__TASK__:
Rewrite the rows below so that "plaid flannel shirt" becomes "denim jacket" wherever it appears, leaving everything else unchanged.
**** MATERIAL ****
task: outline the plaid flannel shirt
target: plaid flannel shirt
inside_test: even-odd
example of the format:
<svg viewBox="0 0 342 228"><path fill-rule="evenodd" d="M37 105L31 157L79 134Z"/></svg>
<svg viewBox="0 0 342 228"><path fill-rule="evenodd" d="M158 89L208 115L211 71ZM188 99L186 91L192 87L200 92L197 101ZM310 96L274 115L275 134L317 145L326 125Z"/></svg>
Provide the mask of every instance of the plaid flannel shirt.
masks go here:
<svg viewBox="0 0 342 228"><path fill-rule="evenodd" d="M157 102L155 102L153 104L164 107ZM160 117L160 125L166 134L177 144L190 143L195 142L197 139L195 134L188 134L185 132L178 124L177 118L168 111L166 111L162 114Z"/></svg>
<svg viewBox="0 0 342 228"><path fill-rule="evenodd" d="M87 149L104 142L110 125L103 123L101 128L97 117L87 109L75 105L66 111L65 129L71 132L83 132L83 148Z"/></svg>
****
__EXERCISE RESULT__:
task: outline the denim jacket
target: denim jacket
inside_test: even-odd
example of the format:
<svg viewBox="0 0 342 228"><path fill-rule="evenodd" d="M37 105L31 157L79 134Z"/></svg>
<svg viewBox="0 0 342 228"><path fill-rule="evenodd" d="M158 89L208 115L211 71ZM188 99L186 91L192 87L200 92L197 101ZM310 96L274 115L275 134L317 145L326 125Z"/></svg>
Provide the mask of every instance of the denim jacket.
masks go here:
<svg viewBox="0 0 342 228"><path fill-rule="evenodd" d="M157 102L155 102L153 104L164 107ZM160 117L160 125L166 134L177 144L190 143L195 142L197 139L195 134L188 134L185 132L178 124L177 118L168 111L166 111L162 114Z"/></svg>
<svg viewBox="0 0 342 228"><path fill-rule="evenodd" d="M87 149L104 142L110 125L103 123L101 128L97 117L87 109L75 105L66 111L65 129L71 132L83 132L83 148Z"/></svg>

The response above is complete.